====== Data to use ======

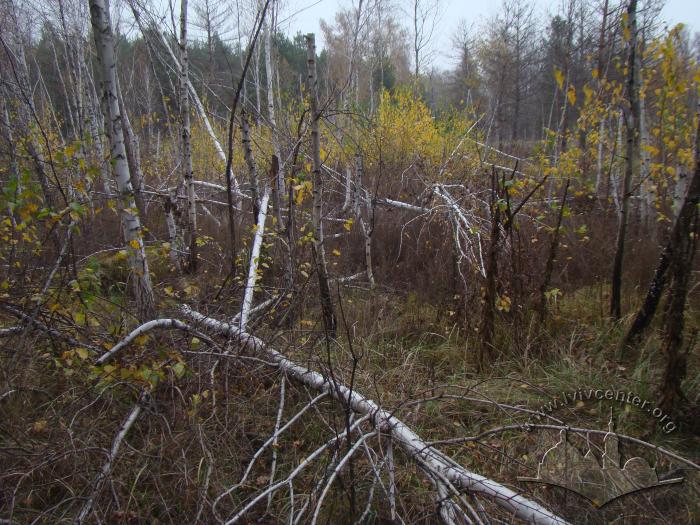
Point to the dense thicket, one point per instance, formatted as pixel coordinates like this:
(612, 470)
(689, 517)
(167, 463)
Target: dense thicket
(420, 253)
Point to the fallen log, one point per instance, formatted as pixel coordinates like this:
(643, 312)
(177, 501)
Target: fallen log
(415, 447)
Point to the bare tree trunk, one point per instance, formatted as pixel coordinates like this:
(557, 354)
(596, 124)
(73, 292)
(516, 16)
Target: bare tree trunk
(248, 156)
(489, 313)
(329, 318)
(677, 249)
(133, 155)
(366, 223)
(270, 75)
(171, 215)
(131, 225)
(549, 267)
(631, 162)
(186, 144)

======

Goal of the exercise:
The answer is the entries above, given again exactly, with no pictures among them.

Result of the exercise:
Point to the dense thicket, one point per instance, formatted as pixel coordinates like this:
(612, 470)
(689, 517)
(167, 463)
Target: dense thicket
(420, 253)
Point to the fallen log, one point per instance, formatted as pixel coordinates like this:
(643, 312)
(177, 501)
Target: fallen log
(415, 447)
Point to the bare tree trunk, one point per instance, formatted as pixel coordinates like this:
(557, 354)
(596, 124)
(73, 292)
(516, 16)
Target: bare tree trunk
(248, 156)
(489, 313)
(329, 318)
(677, 249)
(133, 155)
(366, 223)
(270, 75)
(171, 215)
(131, 225)
(549, 267)
(631, 162)
(186, 144)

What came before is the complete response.